:: Trecho do texto
Tanto é assim que as coisas devem funcionar que, na decisão de ontem, os conselheiros aprovaram, por unanimidade, o voto do relator Valter Shuenquener. Numa referência aos tempos passados, mas que fazem um eco evidente nos dias que correm, ele chega a dizer que o país não pode voltar ao tempos dos "procuradores de encomenda." Shuenquener afirma, essencialmente, o seguinte:"o princípio do promotor natural impõe que todo cidadão tem o direito de ser investigado e acusado por um órgão independente do MP escolhido segundo prévios critérios abstratos e não casuisticamente." São palavras claras. Definem um princípio permanente, que, como disse Shuenquener, que é juiz federal, deve ser assegurado a "todo cidadão". Isso deveria incluir Lula e sua mulher, Marisa, certo? Errado.
Os mesmos conselheiros aprovaram uma exceção a regra que haviam acabado de confirmar. Os casos já distribuídos "ficam como estão." Ou seja: justamente a vítima que entrou em ação contra uma injustiça, demonstrando que tinha razão no ponto de vista do conceito, terá de aturar a injustiça e o erro. Lula e seus advogados têm razão -- mas isso só vale para os outros. A barbeiragem é grande, não custa admitir. Todos tiveram tempo para conhecer as determinações legais. A Lei Orgânica do Ministério Público é de 1993. Está em vigor há 23 anos. A resolução do CNMP é de 2006. Dez anos.
Perguntas: ninguém sabia destes princípios? Não aprendeu que deveria zelar por seu cumprimento? O que acontece agora?
Em vez de corrigir aquilo que todos reconheceram conceitualmente que estava errado, preferiu-se cumprir uma jurisprudência inesquecível anunciada por um dos principais integrantes da força tarefa da Lava Jato, aquela que ensina que não se deve "mexer em bosta seca."
Na mesma tarde, entre muitos discursos protocolares, os conselheiros excluíram -- e fizeram isso publicamente, à vista de todos, inclusive jornalistas -- Luiz Inácio Lula da Silva e sua mulher, dona Marisa, daquele conjunto de pessoas, em teoria os 200 milhões de brasileiros, a quem o Ministério Público tem o dever de assegurar direitos reservados a "todo cidadão".
::::
:: Extrato dos dados
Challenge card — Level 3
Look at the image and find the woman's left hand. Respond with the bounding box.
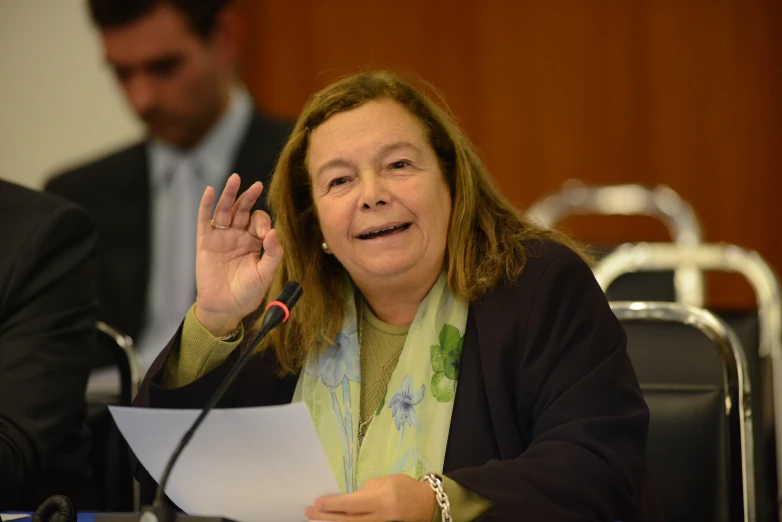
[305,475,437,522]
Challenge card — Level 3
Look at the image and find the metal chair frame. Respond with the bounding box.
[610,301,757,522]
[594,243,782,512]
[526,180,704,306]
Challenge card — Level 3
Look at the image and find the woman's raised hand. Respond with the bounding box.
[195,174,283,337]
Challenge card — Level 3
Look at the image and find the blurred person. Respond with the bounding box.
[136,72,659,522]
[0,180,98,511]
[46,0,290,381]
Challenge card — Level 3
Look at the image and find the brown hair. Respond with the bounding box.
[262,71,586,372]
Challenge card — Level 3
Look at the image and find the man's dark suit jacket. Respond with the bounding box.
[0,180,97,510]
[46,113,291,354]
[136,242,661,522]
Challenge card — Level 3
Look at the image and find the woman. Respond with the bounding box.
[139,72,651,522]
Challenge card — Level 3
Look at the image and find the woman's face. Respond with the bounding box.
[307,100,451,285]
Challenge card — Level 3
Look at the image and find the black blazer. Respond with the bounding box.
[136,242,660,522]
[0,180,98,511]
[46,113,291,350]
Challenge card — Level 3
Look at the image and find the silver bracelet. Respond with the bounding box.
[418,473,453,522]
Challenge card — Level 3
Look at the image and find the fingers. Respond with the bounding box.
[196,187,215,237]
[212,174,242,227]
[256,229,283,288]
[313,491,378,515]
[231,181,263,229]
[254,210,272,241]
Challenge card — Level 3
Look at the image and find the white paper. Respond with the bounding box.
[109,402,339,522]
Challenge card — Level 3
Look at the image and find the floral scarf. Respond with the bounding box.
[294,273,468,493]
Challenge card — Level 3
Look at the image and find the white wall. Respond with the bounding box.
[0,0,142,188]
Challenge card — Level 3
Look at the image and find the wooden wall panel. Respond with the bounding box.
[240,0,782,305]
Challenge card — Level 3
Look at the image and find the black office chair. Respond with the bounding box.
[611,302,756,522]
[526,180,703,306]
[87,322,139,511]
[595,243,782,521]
::::
:: Extrato dos dados
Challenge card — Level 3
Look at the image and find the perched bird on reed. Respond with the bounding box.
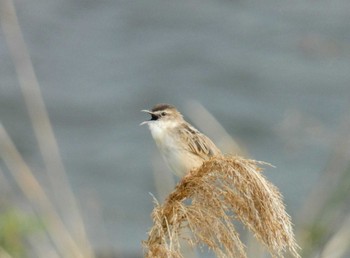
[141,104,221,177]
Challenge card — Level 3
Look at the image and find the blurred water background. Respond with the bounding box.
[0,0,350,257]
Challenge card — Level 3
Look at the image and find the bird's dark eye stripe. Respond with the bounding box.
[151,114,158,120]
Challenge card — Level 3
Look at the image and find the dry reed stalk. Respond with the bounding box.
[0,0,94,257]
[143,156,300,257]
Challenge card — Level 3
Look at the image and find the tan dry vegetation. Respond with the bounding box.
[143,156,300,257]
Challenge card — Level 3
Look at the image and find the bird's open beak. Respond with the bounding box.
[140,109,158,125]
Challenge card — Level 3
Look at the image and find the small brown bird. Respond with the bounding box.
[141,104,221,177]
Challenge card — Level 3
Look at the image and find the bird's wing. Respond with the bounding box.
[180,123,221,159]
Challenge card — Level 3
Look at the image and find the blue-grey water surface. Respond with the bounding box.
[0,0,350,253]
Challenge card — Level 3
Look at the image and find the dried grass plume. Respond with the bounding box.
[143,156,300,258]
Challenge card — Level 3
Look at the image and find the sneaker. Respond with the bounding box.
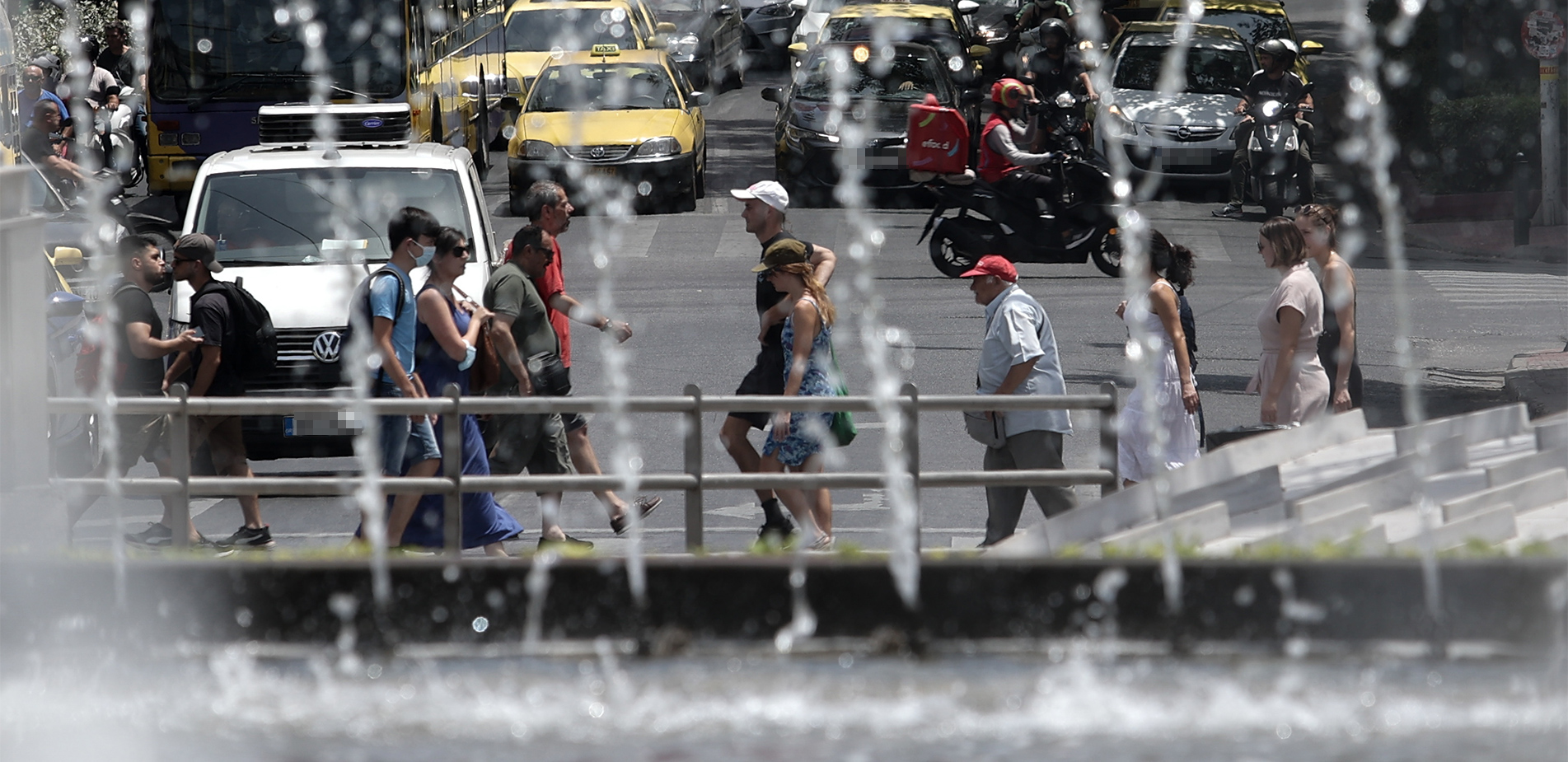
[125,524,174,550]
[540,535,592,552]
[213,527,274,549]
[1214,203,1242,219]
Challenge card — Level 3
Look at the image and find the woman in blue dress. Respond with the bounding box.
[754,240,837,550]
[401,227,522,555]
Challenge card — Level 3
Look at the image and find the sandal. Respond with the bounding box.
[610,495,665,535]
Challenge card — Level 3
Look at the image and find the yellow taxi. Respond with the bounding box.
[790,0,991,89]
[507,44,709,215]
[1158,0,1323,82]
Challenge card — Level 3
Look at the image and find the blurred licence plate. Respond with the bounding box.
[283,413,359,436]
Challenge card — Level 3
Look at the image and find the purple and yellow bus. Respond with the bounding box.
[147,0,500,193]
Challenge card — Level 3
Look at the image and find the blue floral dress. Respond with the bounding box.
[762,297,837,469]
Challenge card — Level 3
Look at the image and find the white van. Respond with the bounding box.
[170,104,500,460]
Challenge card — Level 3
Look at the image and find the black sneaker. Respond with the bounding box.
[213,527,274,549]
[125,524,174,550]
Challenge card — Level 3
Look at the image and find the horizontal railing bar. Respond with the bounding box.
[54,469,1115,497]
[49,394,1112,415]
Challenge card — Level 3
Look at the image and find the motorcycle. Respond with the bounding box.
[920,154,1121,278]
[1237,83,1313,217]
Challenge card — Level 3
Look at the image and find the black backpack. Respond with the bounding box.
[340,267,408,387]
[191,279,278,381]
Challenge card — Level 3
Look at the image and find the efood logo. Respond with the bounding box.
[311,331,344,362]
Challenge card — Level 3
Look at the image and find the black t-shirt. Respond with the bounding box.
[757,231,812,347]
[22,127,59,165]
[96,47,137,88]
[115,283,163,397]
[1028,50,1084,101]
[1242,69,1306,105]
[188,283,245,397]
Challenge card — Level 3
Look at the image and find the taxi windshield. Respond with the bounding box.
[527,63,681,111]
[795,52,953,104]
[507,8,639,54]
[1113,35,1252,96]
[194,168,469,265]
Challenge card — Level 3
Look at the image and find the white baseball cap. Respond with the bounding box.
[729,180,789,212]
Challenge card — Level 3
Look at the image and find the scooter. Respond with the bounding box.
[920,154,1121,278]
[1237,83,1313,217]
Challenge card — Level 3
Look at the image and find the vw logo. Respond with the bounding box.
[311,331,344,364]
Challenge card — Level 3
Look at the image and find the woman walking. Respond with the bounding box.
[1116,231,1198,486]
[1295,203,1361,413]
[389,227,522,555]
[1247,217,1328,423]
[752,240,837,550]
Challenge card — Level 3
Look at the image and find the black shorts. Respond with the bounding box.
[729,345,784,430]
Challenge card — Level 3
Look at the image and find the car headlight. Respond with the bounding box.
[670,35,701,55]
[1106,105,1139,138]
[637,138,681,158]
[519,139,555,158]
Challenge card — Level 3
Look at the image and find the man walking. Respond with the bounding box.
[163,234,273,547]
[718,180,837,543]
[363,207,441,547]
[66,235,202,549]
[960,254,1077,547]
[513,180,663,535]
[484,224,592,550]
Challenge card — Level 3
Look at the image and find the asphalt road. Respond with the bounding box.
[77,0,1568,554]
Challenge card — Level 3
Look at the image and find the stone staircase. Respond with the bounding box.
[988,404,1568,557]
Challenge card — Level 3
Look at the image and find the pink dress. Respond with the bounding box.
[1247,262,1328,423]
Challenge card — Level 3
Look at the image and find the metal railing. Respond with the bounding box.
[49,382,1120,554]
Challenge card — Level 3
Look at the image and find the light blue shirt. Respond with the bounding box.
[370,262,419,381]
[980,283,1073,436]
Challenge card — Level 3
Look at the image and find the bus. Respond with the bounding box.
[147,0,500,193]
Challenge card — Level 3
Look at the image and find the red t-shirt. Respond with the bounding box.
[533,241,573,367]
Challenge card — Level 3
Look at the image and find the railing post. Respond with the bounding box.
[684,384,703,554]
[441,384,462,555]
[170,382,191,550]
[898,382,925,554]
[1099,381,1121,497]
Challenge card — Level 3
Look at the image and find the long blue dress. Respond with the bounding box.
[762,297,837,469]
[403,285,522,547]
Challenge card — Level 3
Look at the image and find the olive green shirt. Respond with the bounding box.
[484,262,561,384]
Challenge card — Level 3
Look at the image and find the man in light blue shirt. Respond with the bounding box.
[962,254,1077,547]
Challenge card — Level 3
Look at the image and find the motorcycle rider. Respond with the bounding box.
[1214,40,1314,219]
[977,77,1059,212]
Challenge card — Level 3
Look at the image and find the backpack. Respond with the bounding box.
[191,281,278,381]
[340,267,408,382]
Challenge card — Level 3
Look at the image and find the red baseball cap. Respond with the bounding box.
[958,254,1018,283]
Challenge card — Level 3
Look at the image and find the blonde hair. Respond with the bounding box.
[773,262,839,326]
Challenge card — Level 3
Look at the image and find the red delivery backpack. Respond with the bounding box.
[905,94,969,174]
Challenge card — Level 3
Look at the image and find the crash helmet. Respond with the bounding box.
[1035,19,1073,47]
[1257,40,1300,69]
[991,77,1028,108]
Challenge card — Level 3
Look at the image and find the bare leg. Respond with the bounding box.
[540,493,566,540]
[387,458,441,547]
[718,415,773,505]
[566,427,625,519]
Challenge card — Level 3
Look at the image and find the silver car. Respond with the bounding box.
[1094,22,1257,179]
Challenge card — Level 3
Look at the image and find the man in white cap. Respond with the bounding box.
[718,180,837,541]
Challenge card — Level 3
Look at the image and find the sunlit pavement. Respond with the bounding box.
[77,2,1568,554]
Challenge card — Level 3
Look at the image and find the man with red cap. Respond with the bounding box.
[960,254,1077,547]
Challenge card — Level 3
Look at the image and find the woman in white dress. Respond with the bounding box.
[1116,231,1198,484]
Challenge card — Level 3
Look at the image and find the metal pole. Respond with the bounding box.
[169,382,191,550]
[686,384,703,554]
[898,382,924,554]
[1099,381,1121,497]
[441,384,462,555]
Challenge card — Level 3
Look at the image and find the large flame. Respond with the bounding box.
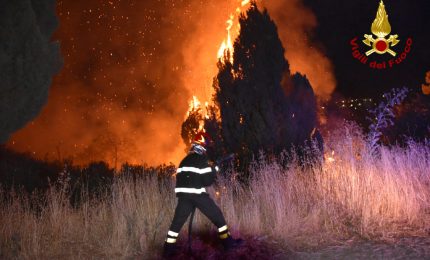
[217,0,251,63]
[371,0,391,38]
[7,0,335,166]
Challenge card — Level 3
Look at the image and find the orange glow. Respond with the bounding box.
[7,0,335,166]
::::
Questões propostas:
A - Reescreva em forma de lista o parágrafo do texto sobre a decisão do CNMP que começa com "Os mesmos conselheiros aprovaram", preservando seus fatos principais.
B - Dê continuidade ao texto sobre a decisão do CNMP a partir do ponto em que ele termina.

Respostas do exercício:
A -
- Os conselheiros aprovaram uma exceção à regra que haviam acabado de confirmar: os casos já distribuídos "ficam como estão".
- Com isso, a vítima que entrou em ação contra a injustiça e demonstrou ter razão quanto ao conceito terá de suportar a injustiça e o erro.
- Lula e seus advogados têm razão, mas isso só vale para os outros.
- A barbeiragem é grande, e todos tiveram tempo para conhecer as determinações legais.
- A Lei Orgânica do Ministério Público é de 1993 e está em vigor há 23 anos.
- A resolução do CNMP é de 2006, ou seja, tem dez anos.

B -
Por um instante, foi como se Lula estivesse de volta ao Brasil de 60 anos atrás, percorrendo o país na carroceria do caminhão pau-de-arara que trouxe sua família do interior de Pernambuco para São Paulo, criança de um universo de excluídos, tratados sem dignidade nem respeito, em permanente combate, quase animal, contra a fome, o frio, a doença, a fraqueza. Mas foi só um instante.
Ex-presidente da República, líder de um processo político que obteve avanços históricos na luta contra a miséria e a desigualdade, a decisão do Conselho confirmou a condição de Lula como perseguido político. Negou-lhe aquilo que reconhece ser um direito de todos. Não vale para Lula, sabemos agora. Talvez não valha para muitos outros, é verdade. Mas sabemos quem é Lula no Brasil de 2016 e o que representa.
Mais um sinal está dado, certo?
Pela resolução de ontem, é possível até imaginar uma hipótese. Se, um dia, o Ministério Público por acaso vier a acatar o pedido de investigação das acusações da jornalista Mirian Dutra contra Fernando Henrique Cardoso, a apuração será conduzida por "promotor natural" com base "em critérios abstratos", que visam eliminar preferências políticas capazes de contaminar os trabalhos.
Enquanto isso, o procurador Cassio Conserino terá direito a chamar Lula e Marisa para serem interrogados. Já podemos imaginar o próximo passo, certo?
A decisão não poderia ser mais clara, vamos combinar.